((

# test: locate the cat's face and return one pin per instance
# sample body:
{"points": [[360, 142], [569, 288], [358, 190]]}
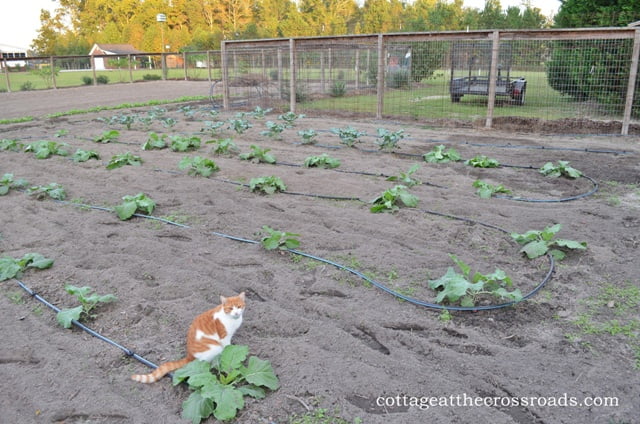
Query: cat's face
{"points": [[233, 306]]}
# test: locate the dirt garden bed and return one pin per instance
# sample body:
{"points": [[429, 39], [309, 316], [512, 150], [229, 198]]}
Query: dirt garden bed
{"points": [[335, 341]]}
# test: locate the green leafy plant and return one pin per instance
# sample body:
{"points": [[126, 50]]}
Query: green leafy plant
{"points": [[440, 154], [43, 149], [486, 190], [239, 125], [258, 154], [390, 200], [13, 268], [88, 302], [389, 140], [224, 146], [120, 160], [274, 129], [182, 144], [219, 388], [107, 136], [349, 136], [11, 145], [290, 118], [84, 155], [155, 141], [279, 239], [537, 243], [267, 185], [53, 190], [132, 204], [562, 168], [406, 178], [466, 289], [322, 161], [482, 161], [198, 165], [7, 183]]}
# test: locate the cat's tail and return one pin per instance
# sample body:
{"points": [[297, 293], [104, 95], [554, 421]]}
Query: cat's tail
{"points": [[161, 371]]}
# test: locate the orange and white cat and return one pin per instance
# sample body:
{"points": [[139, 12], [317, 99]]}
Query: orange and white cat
{"points": [[208, 334]]}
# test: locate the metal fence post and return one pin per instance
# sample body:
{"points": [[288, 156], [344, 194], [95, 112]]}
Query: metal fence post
{"points": [[631, 86], [493, 76]]}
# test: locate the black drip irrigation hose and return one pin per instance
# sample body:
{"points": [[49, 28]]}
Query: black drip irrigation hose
{"points": [[127, 352]]}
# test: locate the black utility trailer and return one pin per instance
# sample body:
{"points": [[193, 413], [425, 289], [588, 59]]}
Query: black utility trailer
{"points": [[470, 66]]}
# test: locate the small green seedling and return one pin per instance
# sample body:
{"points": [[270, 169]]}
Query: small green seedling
{"points": [[322, 161], [10, 145], [219, 388], [257, 155], [388, 140], [274, 130], [267, 185], [537, 243], [198, 165], [155, 141], [84, 155], [182, 144], [7, 183], [13, 268], [392, 199], [88, 302], [239, 125], [482, 161], [440, 154], [562, 168], [224, 146], [52, 190], [43, 149], [132, 204], [454, 287], [486, 190], [349, 136], [406, 178], [308, 136], [107, 136], [120, 160], [279, 239], [290, 118]]}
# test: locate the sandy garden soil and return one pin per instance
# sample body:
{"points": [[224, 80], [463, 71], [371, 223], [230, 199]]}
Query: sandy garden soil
{"points": [[335, 341]]}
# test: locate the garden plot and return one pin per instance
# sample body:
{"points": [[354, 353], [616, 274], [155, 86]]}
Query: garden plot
{"points": [[335, 339]]}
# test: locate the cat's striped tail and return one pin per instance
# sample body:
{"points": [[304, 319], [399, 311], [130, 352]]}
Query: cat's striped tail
{"points": [[161, 371]]}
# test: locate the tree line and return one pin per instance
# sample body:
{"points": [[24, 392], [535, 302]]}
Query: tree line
{"points": [[197, 25]]}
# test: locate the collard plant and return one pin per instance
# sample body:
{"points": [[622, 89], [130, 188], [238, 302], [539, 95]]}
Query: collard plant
{"points": [[440, 154], [132, 204], [406, 178], [267, 185], [258, 154], [13, 268], [198, 165], [279, 239], [486, 190], [538, 243], [322, 161], [44, 149], [88, 302], [466, 288], [349, 136], [392, 199], [561, 169], [219, 389], [7, 183]]}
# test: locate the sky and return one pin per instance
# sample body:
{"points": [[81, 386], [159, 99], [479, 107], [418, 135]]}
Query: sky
{"points": [[20, 21]]}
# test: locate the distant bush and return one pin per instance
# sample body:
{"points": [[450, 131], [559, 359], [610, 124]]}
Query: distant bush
{"points": [[151, 77]]}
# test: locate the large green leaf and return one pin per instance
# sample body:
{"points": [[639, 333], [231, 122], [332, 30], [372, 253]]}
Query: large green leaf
{"points": [[260, 373]]}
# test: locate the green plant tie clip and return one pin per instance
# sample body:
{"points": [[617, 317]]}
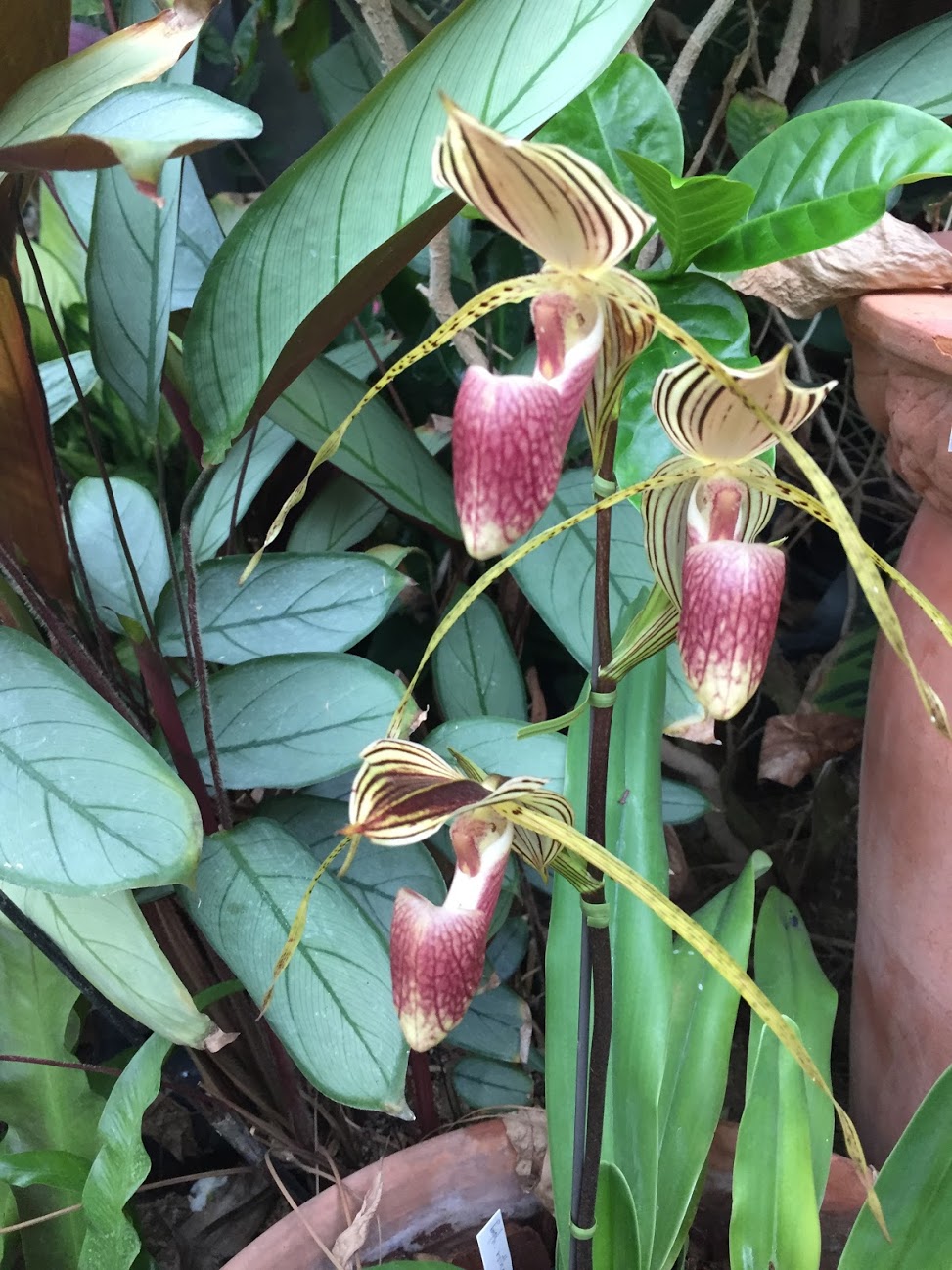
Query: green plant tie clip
{"points": [[596, 915], [603, 488]]}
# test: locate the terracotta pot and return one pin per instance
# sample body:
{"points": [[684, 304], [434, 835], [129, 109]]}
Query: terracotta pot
{"points": [[436, 1193], [901, 1018]]}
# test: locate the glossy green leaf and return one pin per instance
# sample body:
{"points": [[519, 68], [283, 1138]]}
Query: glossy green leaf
{"points": [[485, 1082], [615, 1243], [86, 805], [58, 385], [291, 604], [791, 976], [379, 450], [493, 743], [912, 68], [110, 942], [824, 177], [496, 1025], [690, 211], [775, 1219], [626, 108], [317, 222], [332, 1007], [476, 670], [213, 515], [340, 516], [376, 874], [103, 558], [122, 1162], [916, 1192], [45, 1108], [713, 314], [293, 719]]}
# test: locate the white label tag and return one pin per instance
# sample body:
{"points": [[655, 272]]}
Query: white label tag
{"points": [[494, 1246]]}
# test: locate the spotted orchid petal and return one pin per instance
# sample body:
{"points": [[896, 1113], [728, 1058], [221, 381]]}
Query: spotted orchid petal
{"points": [[705, 421], [436, 953], [511, 431], [547, 197]]}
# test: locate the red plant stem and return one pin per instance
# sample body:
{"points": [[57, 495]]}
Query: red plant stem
{"points": [[424, 1102]]}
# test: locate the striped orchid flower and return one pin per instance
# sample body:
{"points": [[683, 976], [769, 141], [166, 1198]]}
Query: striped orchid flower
{"points": [[402, 794]]}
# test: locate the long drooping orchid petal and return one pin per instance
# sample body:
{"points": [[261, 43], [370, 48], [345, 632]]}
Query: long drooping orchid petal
{"points": [[707, 421], [509, 438], [547, 197]]}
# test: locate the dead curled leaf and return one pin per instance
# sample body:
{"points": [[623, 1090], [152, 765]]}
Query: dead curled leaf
{"points": [[793, 745], [890, 255]]}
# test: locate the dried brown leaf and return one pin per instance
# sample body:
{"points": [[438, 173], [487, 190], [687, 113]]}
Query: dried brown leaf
{"points": [[793, 745], [890, 255]]}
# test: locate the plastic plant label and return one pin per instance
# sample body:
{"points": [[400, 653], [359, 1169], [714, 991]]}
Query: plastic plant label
{"points": [[494, 1245]]}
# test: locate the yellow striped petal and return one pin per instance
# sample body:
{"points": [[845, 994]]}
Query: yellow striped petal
{"points": [[704, 419], [547, 197]]}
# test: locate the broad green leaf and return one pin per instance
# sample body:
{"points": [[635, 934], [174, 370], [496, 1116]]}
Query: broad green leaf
{"points": [[110, 942], [626, 108], [559, 578], [379, 450], [475, 668], [791, 976], [103, 558], [86, 805], [775, 1219], [45, 1108], [916, 1192], [912, 68], [824, 177], [332, 1007], [713, 314], [212, 517], [493, 743], [293, 719], [494, 1026], [483, 1082], [341, 515], [615, 1243], [291, 604], [691, 211], [122, 1162], [364, 183], [376, 874], [51, 102], [58, 385]]}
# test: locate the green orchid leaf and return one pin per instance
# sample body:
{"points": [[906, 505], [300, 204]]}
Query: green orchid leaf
{"points": [[312, 714], [103, 558], [475, 667], [775, 1217], [485, 1082], [626, 108], [332, 1007], [110, 942], [824, 177], [68, 825], [316, 247], [916, 1192], [122, 1162], [691, 212], [912, 68], [340, 517], [293, 604], [377, 450], [58, 386], [713, 314], [376, 874]]}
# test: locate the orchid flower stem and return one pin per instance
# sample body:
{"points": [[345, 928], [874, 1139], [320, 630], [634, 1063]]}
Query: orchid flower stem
{"points": [[596, 962]]}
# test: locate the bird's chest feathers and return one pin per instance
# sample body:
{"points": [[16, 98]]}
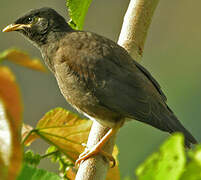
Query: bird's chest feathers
{"points": [[73, 88]]}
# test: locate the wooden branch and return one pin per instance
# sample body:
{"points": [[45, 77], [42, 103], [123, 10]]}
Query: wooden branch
{"points": [[135, 26], [132, 37]]}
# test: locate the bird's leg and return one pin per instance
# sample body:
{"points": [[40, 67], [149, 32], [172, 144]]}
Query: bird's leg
{"points": [[97, 148]]}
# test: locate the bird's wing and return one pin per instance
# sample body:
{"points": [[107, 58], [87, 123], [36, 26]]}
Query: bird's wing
{"points": [[116, 80]]}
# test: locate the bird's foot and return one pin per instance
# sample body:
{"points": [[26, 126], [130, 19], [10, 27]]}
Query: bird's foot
{"points": [[93, 151]]}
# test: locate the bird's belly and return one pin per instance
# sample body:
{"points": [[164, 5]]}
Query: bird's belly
{"points": [[82, 99]]}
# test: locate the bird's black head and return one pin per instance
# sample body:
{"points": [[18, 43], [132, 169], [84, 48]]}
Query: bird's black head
{"points": [[39, 25]]}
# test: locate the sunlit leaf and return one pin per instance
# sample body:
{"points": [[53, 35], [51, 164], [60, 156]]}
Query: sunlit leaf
{"points": [[64, 130], [32, 173], [193, 168], [10, 147], [10, 94], [77, 10], [28, 135], [167, 164], [23, 59]]}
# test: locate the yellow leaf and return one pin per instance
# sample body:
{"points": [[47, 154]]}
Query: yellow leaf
{"points": [[10, 147], [28, 135], [23, 59], [64, 130]]}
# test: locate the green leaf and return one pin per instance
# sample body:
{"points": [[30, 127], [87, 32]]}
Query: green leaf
{"points": [[166, 164], [77, 11], [31, 158], [193, 168], [32, 173]]}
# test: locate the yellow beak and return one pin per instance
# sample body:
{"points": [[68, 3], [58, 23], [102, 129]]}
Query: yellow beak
{"points": [[14, 27]]}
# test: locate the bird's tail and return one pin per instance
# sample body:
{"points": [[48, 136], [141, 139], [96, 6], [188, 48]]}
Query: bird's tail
{"points": [[172, 125]]}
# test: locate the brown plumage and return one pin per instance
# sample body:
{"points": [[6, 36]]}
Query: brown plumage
{"points": [[97, 76]]}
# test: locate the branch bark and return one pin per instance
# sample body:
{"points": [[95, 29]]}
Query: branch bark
{"points": [[132, 37]]}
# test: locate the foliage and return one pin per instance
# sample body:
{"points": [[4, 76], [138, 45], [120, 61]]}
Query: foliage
{"points": [[36, 174], [171, 162], [66, 132], [77, 10]]}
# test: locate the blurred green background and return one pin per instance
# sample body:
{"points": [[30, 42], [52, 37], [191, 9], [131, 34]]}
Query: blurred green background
{"points": [[172, 54]]}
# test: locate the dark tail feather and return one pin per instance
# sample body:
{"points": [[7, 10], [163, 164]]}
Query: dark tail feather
{"points": [[173, 125]]}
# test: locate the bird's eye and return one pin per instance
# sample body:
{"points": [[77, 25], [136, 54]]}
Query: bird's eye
{"points": [[30, 19]]}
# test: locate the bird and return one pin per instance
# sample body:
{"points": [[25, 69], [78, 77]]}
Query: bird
{"points": [[98, 77]]}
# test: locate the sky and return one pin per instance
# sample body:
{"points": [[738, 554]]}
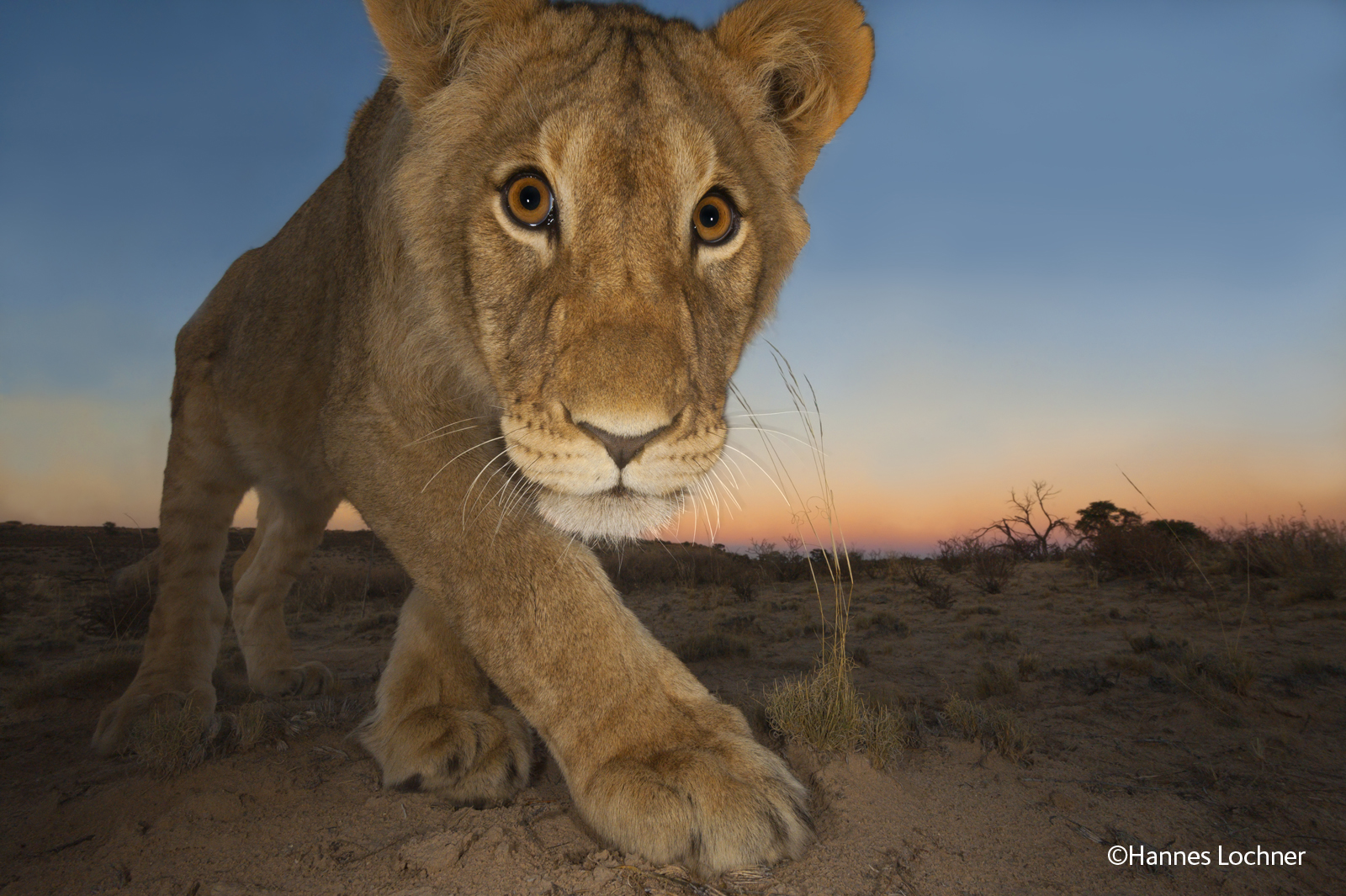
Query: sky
{"points": [[1073, 242]]}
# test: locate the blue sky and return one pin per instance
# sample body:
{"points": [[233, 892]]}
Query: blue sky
{"points": [[1056, 240]]}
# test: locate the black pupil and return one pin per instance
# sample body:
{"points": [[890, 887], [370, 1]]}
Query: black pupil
{"points": [[531, 198]]}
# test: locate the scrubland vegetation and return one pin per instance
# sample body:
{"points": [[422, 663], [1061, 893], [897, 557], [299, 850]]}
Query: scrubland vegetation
{"points": [[1119, 660]]}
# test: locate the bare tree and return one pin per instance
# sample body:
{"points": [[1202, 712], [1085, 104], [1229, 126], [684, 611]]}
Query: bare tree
{"points": [[1029, 529]]}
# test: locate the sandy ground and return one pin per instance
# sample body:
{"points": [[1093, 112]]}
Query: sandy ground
{"points": [[1127, 750]]}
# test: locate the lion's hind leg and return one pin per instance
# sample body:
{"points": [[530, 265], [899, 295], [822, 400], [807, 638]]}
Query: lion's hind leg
{"points": [[202, 489], [434, 727], [287, 533]]}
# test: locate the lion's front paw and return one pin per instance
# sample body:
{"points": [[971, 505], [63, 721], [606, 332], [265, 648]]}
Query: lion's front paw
{"points": [[306, 680], [711, 808], [146, 696], [473, 758]]}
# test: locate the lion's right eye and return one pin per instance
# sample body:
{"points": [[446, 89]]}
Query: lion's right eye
{"points": [[529, 201]]}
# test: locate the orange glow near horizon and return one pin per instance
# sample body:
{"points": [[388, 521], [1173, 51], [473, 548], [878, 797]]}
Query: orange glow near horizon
{"points": [[77, 462]]}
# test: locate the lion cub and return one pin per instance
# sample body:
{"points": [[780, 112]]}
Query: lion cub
{"points": [[508, 319]]}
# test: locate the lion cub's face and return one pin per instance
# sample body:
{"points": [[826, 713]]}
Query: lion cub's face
{"points": [[610, 197]]}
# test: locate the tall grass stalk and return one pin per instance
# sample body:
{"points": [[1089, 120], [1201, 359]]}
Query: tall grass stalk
{"points": [[824, 708], [814, 517]]}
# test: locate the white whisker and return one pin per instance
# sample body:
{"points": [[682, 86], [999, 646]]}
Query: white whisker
{"points": [[473, 485], [457, 456]]}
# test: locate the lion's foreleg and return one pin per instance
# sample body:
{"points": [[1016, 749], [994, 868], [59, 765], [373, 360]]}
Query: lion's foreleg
{"points": [[654, 763], [434, 727], [287, 534], [202, 489]]}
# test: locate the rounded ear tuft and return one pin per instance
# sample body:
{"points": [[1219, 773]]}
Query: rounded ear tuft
{"points": [[811, 60]]}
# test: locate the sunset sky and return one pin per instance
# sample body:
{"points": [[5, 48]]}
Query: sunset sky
{"points": [[1057, 241]]}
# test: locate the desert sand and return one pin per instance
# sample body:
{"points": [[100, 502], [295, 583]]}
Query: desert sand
{"points": [[1130, 740]]}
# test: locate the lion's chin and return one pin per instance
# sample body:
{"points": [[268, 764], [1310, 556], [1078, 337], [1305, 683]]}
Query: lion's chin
{"points": [[609, 516]]}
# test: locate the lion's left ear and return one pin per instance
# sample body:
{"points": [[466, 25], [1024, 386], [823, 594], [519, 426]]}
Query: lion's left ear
{"points": [[427, 40], [812, 61]]}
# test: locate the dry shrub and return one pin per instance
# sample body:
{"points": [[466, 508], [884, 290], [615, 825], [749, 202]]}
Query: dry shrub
{"points": [[713, 646], [1142, 550], [991, 568], [326, 590], [914, 570], [108, 671], [1316, 667], [882, 622], [1289, 547], [1228, 669], [1132, 664], [976, 611], [253, 725], [953, 554], [939, 595], [118, 613]]}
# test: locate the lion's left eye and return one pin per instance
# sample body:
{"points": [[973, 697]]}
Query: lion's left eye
{"points": [[529, 201], [715, 218]]}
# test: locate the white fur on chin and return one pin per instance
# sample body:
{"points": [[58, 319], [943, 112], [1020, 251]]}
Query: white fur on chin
{"points": [[607, 516]]}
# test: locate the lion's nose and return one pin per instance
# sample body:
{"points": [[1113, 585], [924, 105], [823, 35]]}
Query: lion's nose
{"points": [[623, 449]]}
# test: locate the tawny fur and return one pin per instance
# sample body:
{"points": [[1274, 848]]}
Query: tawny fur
{"points": [[405, 345]]}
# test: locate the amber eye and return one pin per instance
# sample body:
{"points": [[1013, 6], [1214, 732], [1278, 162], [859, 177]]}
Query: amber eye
{"points": [[529, 201], [713, 218]]}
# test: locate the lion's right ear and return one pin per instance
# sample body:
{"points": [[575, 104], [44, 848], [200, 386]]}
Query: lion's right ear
{"points": [[811, 60], [427, 40]]}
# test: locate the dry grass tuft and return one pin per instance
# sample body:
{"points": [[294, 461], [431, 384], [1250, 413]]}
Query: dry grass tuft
{"points": [[1000, 728], [995, 680], [1027, 665], [168, 741], [989, 635], [825, 711], [713, 646]]}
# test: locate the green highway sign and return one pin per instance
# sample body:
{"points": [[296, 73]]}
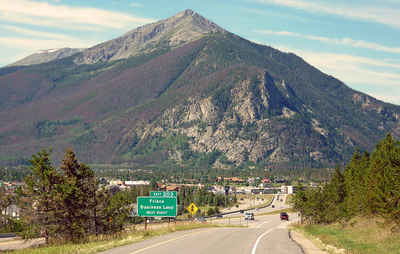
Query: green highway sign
{"points": [[163, 194], [157, 206]]}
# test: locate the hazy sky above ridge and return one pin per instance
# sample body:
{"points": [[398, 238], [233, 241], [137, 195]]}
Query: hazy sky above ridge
{"points": [[356, 41]]}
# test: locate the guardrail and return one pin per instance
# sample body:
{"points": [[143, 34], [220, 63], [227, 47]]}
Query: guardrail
{"points": [[244, 210]]}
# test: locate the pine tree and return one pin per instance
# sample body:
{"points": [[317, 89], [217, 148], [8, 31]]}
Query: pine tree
{"points": [[334, 195], [384, 179], [39, 195], [5, 202], [78, 189]]}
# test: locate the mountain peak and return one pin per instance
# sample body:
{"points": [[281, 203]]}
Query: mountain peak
{"points": [[180, 29]]}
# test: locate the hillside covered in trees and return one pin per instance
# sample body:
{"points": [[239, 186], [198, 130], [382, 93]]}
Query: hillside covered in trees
{"points": [[368, 186]]}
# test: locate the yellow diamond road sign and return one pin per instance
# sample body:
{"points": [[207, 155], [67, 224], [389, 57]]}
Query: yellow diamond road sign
{"points": [[192, 208]]}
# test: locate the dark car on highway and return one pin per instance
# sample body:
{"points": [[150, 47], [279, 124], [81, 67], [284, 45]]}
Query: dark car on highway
{"points": [[284, 216]]}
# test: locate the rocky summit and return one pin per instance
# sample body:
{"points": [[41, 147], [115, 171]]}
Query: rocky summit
{"points": [[183, 91]]}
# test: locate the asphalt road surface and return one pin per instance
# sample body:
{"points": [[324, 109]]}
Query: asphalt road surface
{"points": [[266, 234]]}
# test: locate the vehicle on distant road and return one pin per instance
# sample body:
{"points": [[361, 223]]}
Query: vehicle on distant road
{"points": [[284, 216], [249, 216], [201, 219]]}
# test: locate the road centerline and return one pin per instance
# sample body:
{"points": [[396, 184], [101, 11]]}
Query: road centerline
{"points": [[259, 226]]}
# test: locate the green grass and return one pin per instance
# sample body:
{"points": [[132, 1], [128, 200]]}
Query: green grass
{"points": [[105, 244], [360, 236]]}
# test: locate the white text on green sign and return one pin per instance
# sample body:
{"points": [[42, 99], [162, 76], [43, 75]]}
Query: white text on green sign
{"points": [[157, 206], [163, 194]]}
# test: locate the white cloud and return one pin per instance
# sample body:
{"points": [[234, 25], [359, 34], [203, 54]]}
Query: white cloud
{"points": [[378, 14], [33, 45], [46, 14], [136, 5], [40, 34], [343, 41]]}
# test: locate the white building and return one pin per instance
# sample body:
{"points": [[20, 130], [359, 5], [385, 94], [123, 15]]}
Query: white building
{"points": [[287, 189]]}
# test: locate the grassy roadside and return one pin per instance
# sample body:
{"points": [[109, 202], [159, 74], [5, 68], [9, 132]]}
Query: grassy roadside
{"points": [[102, 245], [359, 236]]}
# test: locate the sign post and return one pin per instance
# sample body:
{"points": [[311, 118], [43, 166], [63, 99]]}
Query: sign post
{"points": [[157, 206], [192, 208], [165, 194]]}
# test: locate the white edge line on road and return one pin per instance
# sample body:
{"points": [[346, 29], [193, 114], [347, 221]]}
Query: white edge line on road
{"points": [[253, 251], [164, 242], [259, 226]]}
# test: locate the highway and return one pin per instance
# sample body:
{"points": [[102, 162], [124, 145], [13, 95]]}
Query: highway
{"points": [[266, 234]]}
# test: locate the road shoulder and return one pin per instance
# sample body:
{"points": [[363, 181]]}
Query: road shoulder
{"points": [[306, 244]]}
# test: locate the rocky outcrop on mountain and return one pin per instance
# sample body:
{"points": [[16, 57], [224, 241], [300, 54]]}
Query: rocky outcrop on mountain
{"points": [[185, 27], [185, 92]]}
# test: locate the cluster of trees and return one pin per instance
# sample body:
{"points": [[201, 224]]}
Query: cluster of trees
{"points": [[68, 204], [13, 173], [369, 185], [202, 197]]}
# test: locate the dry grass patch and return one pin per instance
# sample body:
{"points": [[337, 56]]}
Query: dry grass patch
{"points": [[109, 243], [359, 236]]}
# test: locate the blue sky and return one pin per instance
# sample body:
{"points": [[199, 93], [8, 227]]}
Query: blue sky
{"points": [[357, 41]]}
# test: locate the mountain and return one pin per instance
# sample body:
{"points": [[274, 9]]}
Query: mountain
{"points": [[185, 92], [45, 56]]}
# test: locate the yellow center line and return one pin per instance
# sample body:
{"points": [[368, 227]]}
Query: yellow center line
{"points": [[164, 242]]}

))

Will you return exactly the lines above from the one with "Query: green grass" down to the one with "# test: locate the rocky outcrop", counting both as part of the range?

Output for this exercise |
Query: green grass
{"points": [[105, 244], [360, 236]]}
# test: locate the white text on green sign and return one pin per instance
# sample body:
{"points": [[42, 99], [162, 76], [43, 75]]}
Query: white text on green sign
{"points": [[157, 206], [163, 194]]}
# test: locate the white cloud and return one pin per instance
# sample body:
{"points": [[234, 25], [359, 34], [203, 54]]}
Query: white cloud
{"points": [[378, 14], [33, 45], [46, 14], [136, 5], [40, 34], [343, 41]]}
# test: locate the white building and return one pin per instance
# sample body:
{"points": [[20, 130], [359, 5], [385, 94], [123, 15]]}
Query: white building
{"points": [[287, 189]]}
# test: locate the grassy roadside and return one pin per instance
# sample body:
{"points": [[109, 202], [159, 74], [5, 68], [9, 132]]}
Query: grassy roadside
{"points": [[102, 245], [359, 236]]}
# test: locate the sign post and return one pin per instance
# sample body:
{"points": [[311, 118], [43, 166], [63, 99]]}
Query: sign post
{"points": [[157, 206], [192, 208], [165, 194]]}
# test: locate the white edge line on road and return one pin per instance
# sample body:
{"points": [[346, 29], [193, 114], [347, 221]]}
Query: white edge line on road
{"points": [[253, 251], [164, 242], [259, 226]]}
# test: locate the highway and return one pin per instance
# sample body:
{"points": [[102, 162], [124, 145], [13, 95]]}
Query: highway
{"points": [[266, 234]]}
# test: locate the road shoulder and return one pin per instance
# sample body:
{"points": [[363, 181]]}
Query: road shoulder
{"points": [[306, 244]]}
# test: locate the rocky outcrop on mountain and return one pin per instance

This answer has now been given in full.